====== TEXT PASSAGE
George Henry Aslak Bacon
Born December 4, 1957, Helsinki

BA and Phil.lic. 1990 (Theatre Studies), PhD 1994 (Theatre Studies) University of Helsinki

Professor of Film and Television Studies, University of Helsinki (2004-)
Head of Projects, Finnish Film Archives 2003-04
Finnish Film Archives, researcher (1999-2003)
Theatre Studies docent, University of Helsinki  (1995-)
Film and Television Studies programme, Study Co-ordinator (1996-), acting Senior Assistant (1994) and acting Adjunct Professor, University of Oulu’s Arts and Anthropology Department (1995-98).

Bacon has also been a University teacher in the University of Helsinki and the Sibelius Academy, as well as a freelance journalist.

Publications, research projects and other academic activity

Research areas: Audiovisual narratology, film’s relation to other art forms, transnational film history, the appeal of filmic violence, the actor in film, and the history of opera.
============
====== DATASET RECORDS
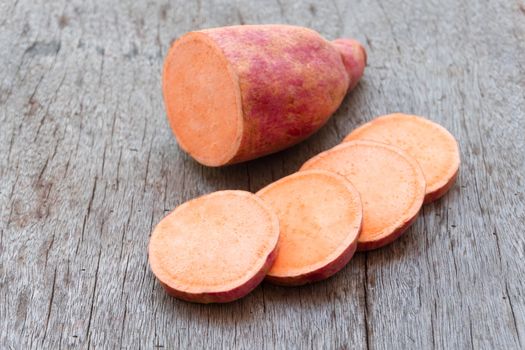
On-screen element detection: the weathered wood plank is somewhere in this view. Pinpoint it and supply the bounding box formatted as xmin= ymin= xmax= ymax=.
xmin=0 ymin=0 xmax=525 ymax=349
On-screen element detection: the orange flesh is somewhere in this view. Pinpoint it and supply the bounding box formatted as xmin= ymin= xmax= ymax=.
xmin=301 ymin=141 xmax=425 ymax=243
xmin=149 ymin=191 xmax=279 ymax=294
xmin=257 ymin=170 xmax=362 ymax=277
xmin=163 ymin=33 xmax=243 ymax=166
xmin=344 ymin=113 xmax=460 ymax=201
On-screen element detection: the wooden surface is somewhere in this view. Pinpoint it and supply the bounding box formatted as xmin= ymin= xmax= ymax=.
xmin=0 ymin=0 xmax=525 ymax=349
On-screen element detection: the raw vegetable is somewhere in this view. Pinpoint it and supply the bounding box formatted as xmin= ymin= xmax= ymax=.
xmin=301 ymin=141 xmax=425 ymax=250
xmin=344 ymin=113 xmax=460 ymax=203
xmin=163 ymin=25 xmax=366 ymax=166
xmin=149 ymin=191 xmax=279 ymax=303
xmin=257 ymin=170 xmax=362 ymax=285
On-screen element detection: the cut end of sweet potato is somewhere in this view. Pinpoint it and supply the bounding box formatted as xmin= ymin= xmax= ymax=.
xmin=162 ymin=32 xmax=243 ymax=166
xmin=257 ymin=170 xmax=362 ymax=285
xmin=344 ymin=113 xmax=460 ymax=203
xmin=149 ymin=191 xmax=279 ymax=303
xmin=332 ymin=39 xmax=367 ymax=90
xmin=301 ymin=141 xmax=425 ymax=250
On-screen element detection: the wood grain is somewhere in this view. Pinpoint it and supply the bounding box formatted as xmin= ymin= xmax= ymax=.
xmin=0 ymin=0 xmax=525 ymax=349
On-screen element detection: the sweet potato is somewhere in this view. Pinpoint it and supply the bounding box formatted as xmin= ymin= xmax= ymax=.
xmin=149 ymin=191 xmax=279 ymax=303
xmin=162 ymin=25 xmax=366 ymax=166
xmin=301 ymin=141 xmax=425 ymax=250
xmin=257 ymin=170 xmax=362 ymax=285
xmin=344 ymin=113 xmax=460 ymax=203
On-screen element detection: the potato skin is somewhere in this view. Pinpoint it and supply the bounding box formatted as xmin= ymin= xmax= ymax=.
xmin=266 ymin=239 xmax=357 ymax=286
xmin=159 ymin=247 xmax=277 ymax=304
xmin=201 ymin=25 xmax=356 ymax=164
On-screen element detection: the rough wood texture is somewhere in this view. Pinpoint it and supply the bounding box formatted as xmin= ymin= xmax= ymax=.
xmin=0 ymin=0 xmax=525 ymax=349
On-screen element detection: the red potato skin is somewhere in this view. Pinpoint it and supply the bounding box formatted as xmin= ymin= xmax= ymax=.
xmin=266 ymin=239 xmax=357 ymax=286
xmin=201 ymin=25 xmax=366 ymax=164
xmin=159 ymin=247 xmax=277 ymax=304
xmin=357 ymin=211 xmax=419 ymax=252
xmin=423 ymin=169 xmax=459 ymax=204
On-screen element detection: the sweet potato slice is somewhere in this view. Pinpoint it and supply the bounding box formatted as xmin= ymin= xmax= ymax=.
xmin=149 ymin=191 xmax=279 ymax=303
xmin=344 ymin=113 xmax=460 ymax=203
xmin=301 ymin=141 xmax=425 ymax=250
xmin=257 ymin=170 xmax=362 ymax=285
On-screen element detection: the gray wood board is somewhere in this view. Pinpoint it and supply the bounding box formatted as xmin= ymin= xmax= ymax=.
xmin=0 ymin=0 xmax=525 ymax=349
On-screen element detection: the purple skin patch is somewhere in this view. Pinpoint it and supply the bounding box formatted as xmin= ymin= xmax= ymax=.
xmin=204 ymin=26 xmax=349 ymax=162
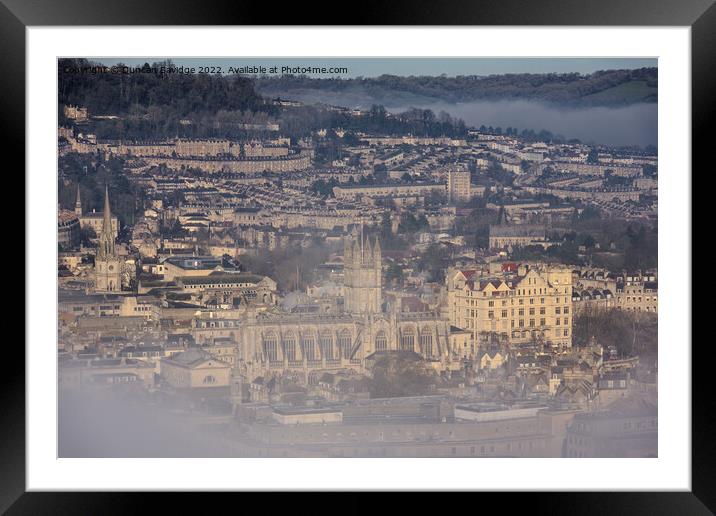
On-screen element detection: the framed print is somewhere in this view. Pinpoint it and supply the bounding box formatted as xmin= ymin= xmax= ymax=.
xmin=2 ymin=2 xmax=716 ymax=514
============
__WHAT TO DO__:
1. Rewrite the part of the CV from "Bacon has also" up to and including "history of opera.", putting "freelance film critic" in place of "freelance journalist".
2. Answer these questions from the CV:
(a) On what date and in what city was Bacon born?
(b) What post did he hold at the Finnish Film Archives in 2003-04?
(c) Besides the University of Helsinki, where has he been a university teacher?

__THE RESPONSES__:
1.
Bacon has also been a University teacher in the University of Helsinki and the Sibelius Academy, as well as a freelance film critic.

Publications, research projects and other academic activity

Research areas: Audiovisual narratology, film’s relation to other art forms, transnational film history, the appeal of filmic violence, the actor in film, and the history of opera.

2.
(a) December 4, 1957, in Helsinki
(b) Head of Projects
(c) The Sibelius Academy